Poetry Selector’s Report by Peter Burges
I acknowledge the Wadjak Noonga people as the traditional custodians of this land upon which we are meeting, and pay my respects to elders past and present.
The Creative Connections Exhibition and Anthology 2021 provides a gourgeous kaleidescope of art and poetry, a feast of forms, colours, rhythms and tones through which our imaginations can explore different aspects of seeing.
I feel most honoured to be asked to select the best poem in the collection. However, given that I find it impossible to fully escape my biases, I prefer to present my selection, not as authoritative, but as an opinion hopefully worthy of consideration.
I did, however, try to be objective, to quietly accompany the poems as they explored the paintings and figures, expounded upon their ‘hiddens’, and in ‘speaking about’ the visual (ekphrasis), compete to become works of art themselves.
I therefore worked through the entire collection several times, then shortlisted to twenty, ten, and the following five (and here no ranking is implied):
The Mountain Dreams by Nathan Hondros
Life Drips Colour by Keren Gila Raiter
Does Fantasy Cast a Shadow? by Leonard James
Ballet with Saxophone & Bicycle Bells by Shey Marque
and Secrets by Jan Napier.
In the end, I settled upon Leonard James’s Does Fantasy Cast a Shadow? which I will read to you first and then explain why it is my choice.

* **DATASET EXTRACT**:
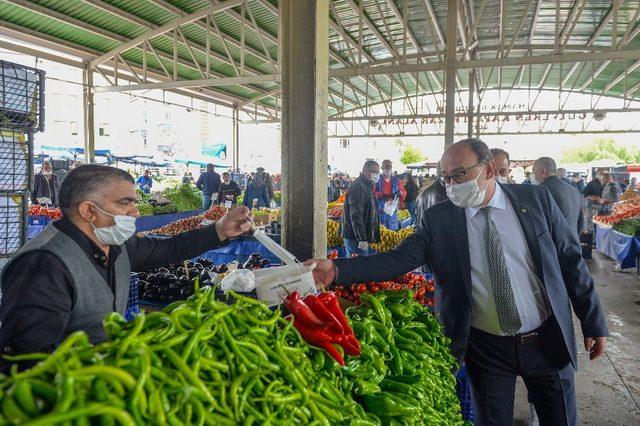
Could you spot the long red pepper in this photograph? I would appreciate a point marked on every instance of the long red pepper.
(323, 312)
(350, 343)
(320, 337)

* **COMPLETE THE FOLLOWING**:
1. Answer these from the poetry selector's report:
(a) Which people are acknowledged as the traditional custodians of the land?
(b) How many poems were on the final shortlist?
(c) Which poem did the selector settle upon, and who wrote it?
2. Write out the stretch of the poetry selector's report from "Poetry Selector’s Report" through "worthy of consideration.".

* **EXERCISE ANSWERS**:
1.
(a) The Wadjak Noonga people.
(b) Five.
(c) Does Fantasy Cast a Shadow? by Leonard James.

2.
Poetry Selector’s Report by Peter Burges
I acknowledge the Wadjak Noonga people as the traditional custodians of this land upon which we are meeting, and pay my respects to elders past and present.
The Creative Connections Exhibition and Anthology 2021 provides a gourgeous kaleidescope of art and poetry, a feast of forms, colours, rhythms and tones through which our imaginations can explore different aspects of seeing.
I feel most honoured to be asked to select the best poem in the collection. However, given that I find it impossible to fully escape my biases, I prefer to present my selection, not as authoritative, but as an opinion hopefully worthy of consideration.